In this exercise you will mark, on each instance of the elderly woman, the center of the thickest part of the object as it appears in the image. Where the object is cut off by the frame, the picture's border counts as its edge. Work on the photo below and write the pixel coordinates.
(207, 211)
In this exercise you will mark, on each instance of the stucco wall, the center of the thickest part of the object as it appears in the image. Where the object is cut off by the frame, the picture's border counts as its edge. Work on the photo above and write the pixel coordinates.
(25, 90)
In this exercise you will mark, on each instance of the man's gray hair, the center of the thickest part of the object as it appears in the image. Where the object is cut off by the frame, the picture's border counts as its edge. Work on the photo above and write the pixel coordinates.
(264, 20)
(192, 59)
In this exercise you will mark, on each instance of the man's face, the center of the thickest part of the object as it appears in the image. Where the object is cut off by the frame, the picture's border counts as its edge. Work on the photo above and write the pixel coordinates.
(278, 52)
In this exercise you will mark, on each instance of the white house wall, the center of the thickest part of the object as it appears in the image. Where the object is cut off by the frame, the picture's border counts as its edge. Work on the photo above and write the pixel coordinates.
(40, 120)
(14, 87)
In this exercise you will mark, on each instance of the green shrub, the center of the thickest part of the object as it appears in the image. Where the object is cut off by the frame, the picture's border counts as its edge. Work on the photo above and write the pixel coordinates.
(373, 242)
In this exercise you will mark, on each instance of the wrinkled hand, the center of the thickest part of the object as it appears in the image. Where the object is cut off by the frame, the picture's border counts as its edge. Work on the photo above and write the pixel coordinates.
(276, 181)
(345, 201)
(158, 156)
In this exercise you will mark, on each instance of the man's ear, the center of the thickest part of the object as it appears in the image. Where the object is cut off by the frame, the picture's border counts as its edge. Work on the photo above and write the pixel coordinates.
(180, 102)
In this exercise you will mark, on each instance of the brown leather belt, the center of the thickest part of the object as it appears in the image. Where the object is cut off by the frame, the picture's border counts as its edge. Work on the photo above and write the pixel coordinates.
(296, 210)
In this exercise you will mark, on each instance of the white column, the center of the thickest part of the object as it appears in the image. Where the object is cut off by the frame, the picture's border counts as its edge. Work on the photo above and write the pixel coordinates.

===

= Task to carry out =
Every line of the material above should be transcribed as it stands.

= Exercise solution =
In this exercise you will mark, on each instance of the elderly woman, the center of the thickest part of the object as it appears in the image. Where the object is cut off by the frame, the picture's border counts as its edge. Work on the photo below and write the pixel coordinates.
(207, 211)
In this exercise you will mark, on each instance of the stucco wall, the center of the thickest part of the object as it appears in the image. Where the object is cut off by the frame, the picture's border counts as its edge. Work on the photo above and write the pixel coordinates.
(25, 90)
In this exercise you will mark, on each instance of the man's gray hair, the center of the thickest part of the object as it appears in the image. Where the object is cut off by the frame, the picture's border counts as its edge. Work on the photo above and write the pixel coordinates.
(264, 20)
(192, 59)
In this exercise you will mark, on each instance of the man's face, the center of the thickest part of the object as it appears in the image. Where the object is cut off by the frame, the picture's border counts as its edge. Work on the photo above and write the pixel coordinates.
(278, 52)
In this exercise you will mark, on each instance of the white house wall, the center of the thickest part of the object as it appears in the image. Where the object is cut off by the frame, the picture's border counts as its edge. Work on the photo above and write the pixel coordinates.
(40, 120)
(14, 87)
In this exercise you will mark, on each instance of the green shrub, the center of the thickest part of the object as it appears in the image. Where the object is cut off by the frame, the picture's border counts as its edge. Work on the photo above and write the pixel coordinates.
(373, 242)
In this exercise you will mark, on each instance of the wrinkled hand, the center of the thickest part of the object as it appears in the image. Where the object is cut off by the frame, the picture's border counts as its edge. Work on the photo above and write the pixel coordinates.
(276, 181)
(345, 201)
(158, 156)
In this exercise you will mark, on each instance of the man's ear, the center of the thickest part of the object as it appears in the image. Where the object is cut off by the frame, the picture's border counts as its edge. Work on the photo above and write the pixel coordinates.
(180, 102)
In this exercise you will mark, on each instance of the brown leather belt, the center of the thickest part of the object as it appears in the image. Where the object is cut off by the frame, the picture's border counts as its edge. Work on the photo above and write the pixel coordinates.
(296, 210)
In this exercise you will mark, on each instance of the white column, the center of the thickest part of the object as it appears in the image. Where the object is cut off by the frame, the picture's border counts as its edge. Work on the photo above and write the pixel coordinates.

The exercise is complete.